Text excerpt>
* Begin *

Exactly what we were looking for, the pid and a command name that will be easily matchable. Though, this will only work on unix-like computers that utilize procfs. Now lets put a UI in front of it, for this I am going to use docopt.


extern crate docopt;
extern crate walkdir;

use docopt::DocOpt;
use walkdir::WalkDir;

static HELP: &str = "
GET PID a tool for getting a pid for a running process.DocError
Usage:
    getpid <name>
    getpid [--help|-h]
Options:
    name       The name of the executable running
    --help -h  print this message
";
#[derive(Deserialize)]
struct Args {
    arg_name: String,
}

fn main() -> Result<(), Error> {
    // parse the command line arguments
    // and exit with help text if fails
    let args: Args = Docopt::new(HELP)
                .and_then(|d| d.deserialize())
                .unwrap_or_else(|e| e.exit());
    // if the arg is an empty string
    // show the help text and exit
    if args.arg_name == String::new() {
        println!("{}", HELP);
        ::std::process::exit(0);
    }
    // get the processes and keep only those
    // with a matching name
    let matches = get_processes().filter(|p| p.1 == args.arg_name);
    if matches.len() < 1 {
        // if no matches were found
        // print this message to stderr
        eprintln!("No process found")
    } else if matches.len() > 1 {
        // if more than one match was found
        // print this message to stderr
        eprintln!("More than one process with that name");
    } else {
        println!("{}", matches[0].0)
    }
}

The one thing I will note here is that it is important we are logging to stderr for failures with eprintln!, since I am going to be assigning the stdout value to a variable in a bash script, I only want to print to stdout on success. With that, let's test it out, a good test would be to just pass the name of the program to itself.

cargo run -- getpid
8888

That works great for my Ubuntu server but macOS doesn't utilize procfs, so on the computer I do most of my development, it will fail. Less important but it would still be nice to use it in both places.

Looking into how I would get pids and process names from macOS, I learned about an interface called sysctl. This is the primary way for programs to get information about the system they are running on. The api for this is defined in a c header file called sys/sysctl.h, that means we can use the tool bindgen to make a rust bindings file for us. To start, we need to get bindgen, one way to do that is by having cargo install it.

* End *

Task list>
**1)** In the write-up on finding a process ID in Rust, list each comment written inside the main function. Join each comment's lines into one.
**2)** Resume the write-up on finding a process ID in Rust, starting after its final sentence.

Items>
* Begin *

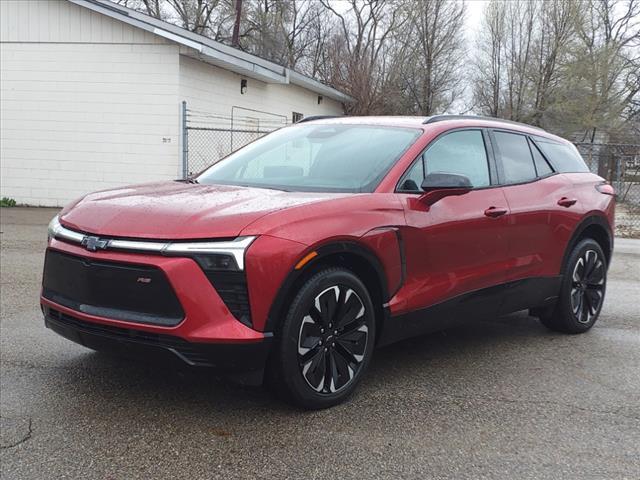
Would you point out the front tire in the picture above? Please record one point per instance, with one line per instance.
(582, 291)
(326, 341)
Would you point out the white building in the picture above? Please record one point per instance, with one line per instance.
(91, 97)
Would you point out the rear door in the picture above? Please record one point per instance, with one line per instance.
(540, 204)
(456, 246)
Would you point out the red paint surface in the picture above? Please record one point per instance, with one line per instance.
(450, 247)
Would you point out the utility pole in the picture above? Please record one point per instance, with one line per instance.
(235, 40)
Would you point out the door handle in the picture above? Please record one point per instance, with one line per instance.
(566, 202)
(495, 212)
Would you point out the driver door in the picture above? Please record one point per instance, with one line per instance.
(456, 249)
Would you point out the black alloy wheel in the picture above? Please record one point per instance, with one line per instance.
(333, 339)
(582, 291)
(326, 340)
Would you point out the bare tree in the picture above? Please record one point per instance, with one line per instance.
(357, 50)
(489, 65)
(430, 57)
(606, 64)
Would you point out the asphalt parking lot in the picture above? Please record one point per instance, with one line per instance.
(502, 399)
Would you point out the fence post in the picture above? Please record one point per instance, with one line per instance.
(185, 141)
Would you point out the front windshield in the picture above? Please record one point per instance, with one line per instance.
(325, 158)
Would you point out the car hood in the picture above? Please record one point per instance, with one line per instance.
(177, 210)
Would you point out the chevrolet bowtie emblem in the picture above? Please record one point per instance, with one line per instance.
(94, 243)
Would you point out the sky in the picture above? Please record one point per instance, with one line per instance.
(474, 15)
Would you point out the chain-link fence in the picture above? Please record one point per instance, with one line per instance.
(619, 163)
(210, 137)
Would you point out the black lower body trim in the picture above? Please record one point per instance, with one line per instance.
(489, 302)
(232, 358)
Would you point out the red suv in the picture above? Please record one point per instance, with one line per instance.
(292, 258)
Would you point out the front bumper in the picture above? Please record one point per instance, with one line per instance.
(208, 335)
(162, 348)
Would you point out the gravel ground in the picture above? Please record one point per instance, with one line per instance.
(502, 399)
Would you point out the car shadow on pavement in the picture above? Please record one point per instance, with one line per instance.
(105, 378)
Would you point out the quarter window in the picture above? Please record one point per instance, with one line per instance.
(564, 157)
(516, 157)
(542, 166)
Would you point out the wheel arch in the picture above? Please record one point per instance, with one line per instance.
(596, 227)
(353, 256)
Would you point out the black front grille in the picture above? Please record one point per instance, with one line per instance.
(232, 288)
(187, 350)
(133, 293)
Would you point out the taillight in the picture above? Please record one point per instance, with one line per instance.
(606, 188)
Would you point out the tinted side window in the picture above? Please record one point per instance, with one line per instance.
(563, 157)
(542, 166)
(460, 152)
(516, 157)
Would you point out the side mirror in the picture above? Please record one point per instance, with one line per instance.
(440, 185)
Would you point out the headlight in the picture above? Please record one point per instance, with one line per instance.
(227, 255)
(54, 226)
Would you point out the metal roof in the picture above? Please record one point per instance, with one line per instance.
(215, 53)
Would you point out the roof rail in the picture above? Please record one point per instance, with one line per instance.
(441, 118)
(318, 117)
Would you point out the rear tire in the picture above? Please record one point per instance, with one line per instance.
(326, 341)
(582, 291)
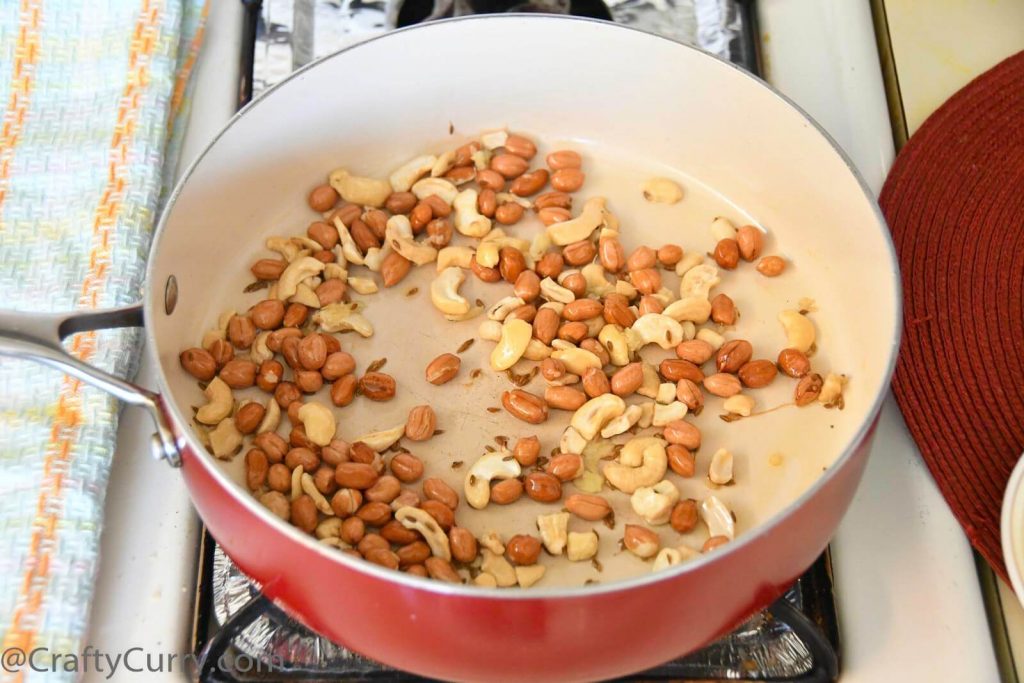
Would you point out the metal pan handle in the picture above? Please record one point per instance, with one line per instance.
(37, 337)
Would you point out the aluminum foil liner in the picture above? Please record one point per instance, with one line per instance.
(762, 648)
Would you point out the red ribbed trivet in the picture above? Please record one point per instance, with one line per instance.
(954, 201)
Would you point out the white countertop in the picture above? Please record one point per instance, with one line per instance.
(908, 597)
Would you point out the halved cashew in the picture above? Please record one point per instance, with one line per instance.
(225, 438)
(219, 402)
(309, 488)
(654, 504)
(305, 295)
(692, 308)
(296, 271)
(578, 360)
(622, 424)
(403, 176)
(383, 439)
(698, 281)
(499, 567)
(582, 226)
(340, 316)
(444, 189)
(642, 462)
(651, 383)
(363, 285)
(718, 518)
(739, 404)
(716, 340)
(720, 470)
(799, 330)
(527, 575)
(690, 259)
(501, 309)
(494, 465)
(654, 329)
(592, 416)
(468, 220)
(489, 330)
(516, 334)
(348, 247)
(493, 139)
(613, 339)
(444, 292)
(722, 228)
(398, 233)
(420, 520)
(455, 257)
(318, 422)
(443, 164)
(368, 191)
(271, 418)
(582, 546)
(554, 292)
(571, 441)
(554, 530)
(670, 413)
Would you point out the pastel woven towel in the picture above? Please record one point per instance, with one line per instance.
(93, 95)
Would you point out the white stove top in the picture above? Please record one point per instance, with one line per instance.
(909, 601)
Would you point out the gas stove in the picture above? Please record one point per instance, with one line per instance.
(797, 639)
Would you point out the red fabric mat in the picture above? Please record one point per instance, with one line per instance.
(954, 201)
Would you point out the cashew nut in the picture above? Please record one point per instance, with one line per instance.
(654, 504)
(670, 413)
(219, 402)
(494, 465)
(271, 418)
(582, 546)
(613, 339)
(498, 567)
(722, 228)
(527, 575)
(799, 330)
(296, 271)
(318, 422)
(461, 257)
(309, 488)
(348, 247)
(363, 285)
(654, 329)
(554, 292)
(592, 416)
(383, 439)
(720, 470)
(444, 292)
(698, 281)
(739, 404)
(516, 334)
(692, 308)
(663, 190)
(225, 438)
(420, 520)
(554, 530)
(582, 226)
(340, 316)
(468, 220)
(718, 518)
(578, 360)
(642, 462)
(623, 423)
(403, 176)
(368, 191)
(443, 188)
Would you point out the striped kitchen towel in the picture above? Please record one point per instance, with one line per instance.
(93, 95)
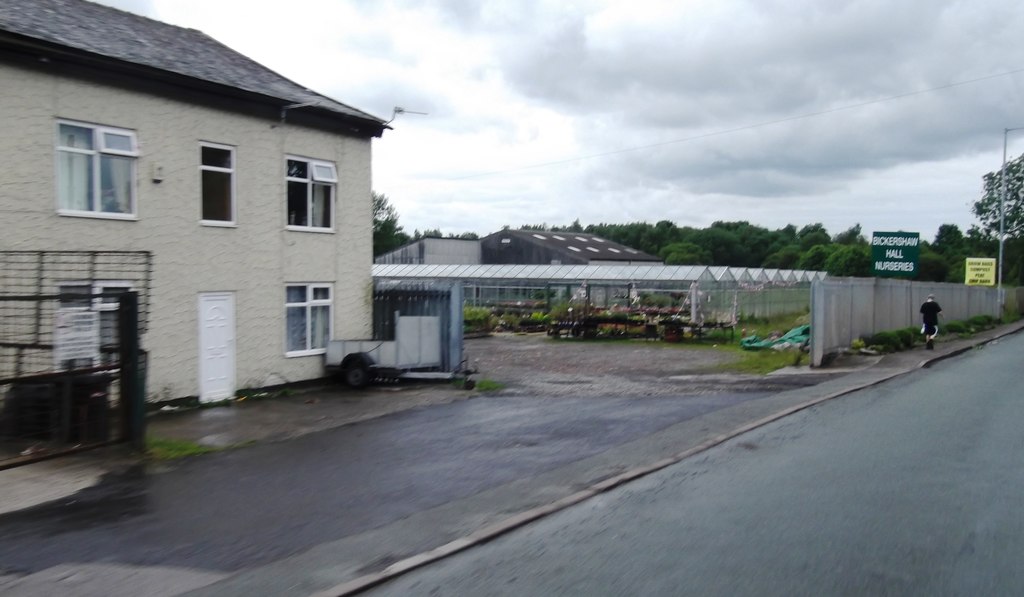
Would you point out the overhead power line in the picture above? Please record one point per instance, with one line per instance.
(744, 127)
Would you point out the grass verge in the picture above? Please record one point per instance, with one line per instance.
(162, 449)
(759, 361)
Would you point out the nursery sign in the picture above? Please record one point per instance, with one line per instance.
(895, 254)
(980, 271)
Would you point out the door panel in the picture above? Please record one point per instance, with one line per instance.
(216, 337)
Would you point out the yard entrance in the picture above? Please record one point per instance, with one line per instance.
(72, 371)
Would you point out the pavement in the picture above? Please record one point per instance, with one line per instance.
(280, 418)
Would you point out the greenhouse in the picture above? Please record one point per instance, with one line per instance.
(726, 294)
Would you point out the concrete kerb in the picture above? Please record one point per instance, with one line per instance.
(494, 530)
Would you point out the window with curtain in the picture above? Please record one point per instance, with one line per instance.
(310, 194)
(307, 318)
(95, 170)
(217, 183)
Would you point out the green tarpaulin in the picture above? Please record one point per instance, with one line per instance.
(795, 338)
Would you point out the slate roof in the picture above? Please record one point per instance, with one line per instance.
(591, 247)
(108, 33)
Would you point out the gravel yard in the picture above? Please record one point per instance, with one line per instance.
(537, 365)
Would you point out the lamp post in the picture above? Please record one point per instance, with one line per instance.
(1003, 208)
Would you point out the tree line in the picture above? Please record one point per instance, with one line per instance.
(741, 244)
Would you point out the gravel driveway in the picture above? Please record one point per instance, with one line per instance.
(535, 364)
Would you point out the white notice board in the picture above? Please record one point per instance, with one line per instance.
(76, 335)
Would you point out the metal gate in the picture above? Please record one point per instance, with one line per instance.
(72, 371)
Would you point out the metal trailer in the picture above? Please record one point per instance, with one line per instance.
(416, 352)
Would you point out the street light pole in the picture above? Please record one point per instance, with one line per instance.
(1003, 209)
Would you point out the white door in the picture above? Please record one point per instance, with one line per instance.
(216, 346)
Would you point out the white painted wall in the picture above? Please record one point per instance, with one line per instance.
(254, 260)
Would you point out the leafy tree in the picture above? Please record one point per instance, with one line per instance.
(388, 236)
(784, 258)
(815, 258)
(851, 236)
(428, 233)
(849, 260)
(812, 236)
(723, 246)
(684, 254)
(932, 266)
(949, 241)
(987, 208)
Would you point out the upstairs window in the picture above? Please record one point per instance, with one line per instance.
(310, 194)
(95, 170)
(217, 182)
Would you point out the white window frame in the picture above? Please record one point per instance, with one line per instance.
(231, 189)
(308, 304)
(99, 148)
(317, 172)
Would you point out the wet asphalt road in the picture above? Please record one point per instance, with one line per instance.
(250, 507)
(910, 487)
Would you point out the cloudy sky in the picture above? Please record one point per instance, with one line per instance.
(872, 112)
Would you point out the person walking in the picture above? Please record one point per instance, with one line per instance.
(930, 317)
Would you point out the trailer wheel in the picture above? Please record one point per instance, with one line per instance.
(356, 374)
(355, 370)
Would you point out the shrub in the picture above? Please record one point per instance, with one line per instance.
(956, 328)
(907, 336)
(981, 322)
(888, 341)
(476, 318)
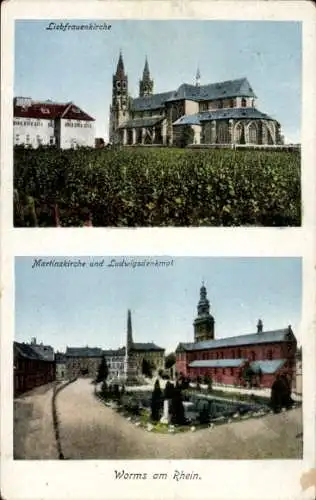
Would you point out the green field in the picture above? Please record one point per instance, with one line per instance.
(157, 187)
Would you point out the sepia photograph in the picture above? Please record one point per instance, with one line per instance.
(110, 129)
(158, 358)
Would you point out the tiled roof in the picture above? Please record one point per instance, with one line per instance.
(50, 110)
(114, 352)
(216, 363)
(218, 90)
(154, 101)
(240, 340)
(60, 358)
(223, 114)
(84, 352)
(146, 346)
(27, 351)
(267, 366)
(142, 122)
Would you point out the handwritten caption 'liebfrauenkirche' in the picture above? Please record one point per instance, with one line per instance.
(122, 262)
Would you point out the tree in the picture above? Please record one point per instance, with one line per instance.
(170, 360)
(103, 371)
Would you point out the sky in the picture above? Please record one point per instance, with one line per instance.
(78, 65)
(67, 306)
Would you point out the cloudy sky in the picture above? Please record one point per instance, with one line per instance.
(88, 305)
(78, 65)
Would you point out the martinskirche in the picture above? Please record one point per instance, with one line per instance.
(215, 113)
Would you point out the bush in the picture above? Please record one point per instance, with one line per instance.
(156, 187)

* End *

Task-by-task answers>
**1)**
- parse the command line arguments and exit with help text if fails
- if the arg is an empty string show the help text and exit
- get the processes and keep only those with a matching name
- if no matches were found print this message to stderr
- if more than one match was found print this message to stderr

**2)**
cargo install bindgen

The above command will download the rust source, compile it for you and then put it in your path. The rust bindgen tutorial uses a build.rs to re-create the bindings every time it is built, I don't want to do that since it creates a bit more complexity. However, the tutorial does point out that an easy way to generate bindings for a system library is to create a c header file as a wrapper around the bindings we want. Mine looks like this.

#include <sys/sysctl>

That is all you need to include in your file, I named mine wrapper.h. Once this is done we are going to run bindgen.

bindgen ./wrapper.h -o ./src/bindings.rs

This will generate a file for us with all of the definitions we will need. At the top of bindings.rs you probably want to add the following attributes since the c header violates almost all of rust's syntax rules.

#![allow(non_upper_case_globals)]
#![allow(non_camel_case_types)]
#![allow(non_snake_case)]
#![allow(unused)]

This will silence all the warnings, there are a lot of warnings. Once that is done we want to declare it in our main.rs file. We need to make sure that it only gets included if we are compiling on a mac though so we are going to add a cfg attribute. I am going to also add a second module that will act as our interface for these bindings called sysctl.

#[cfg(target_os = "macos")]
mod bindings;
#[cfg(target_os = "macos")]
mod sysctl;

Now lets create our interface, create a file ./src/sysctl.rs and add the following to the top.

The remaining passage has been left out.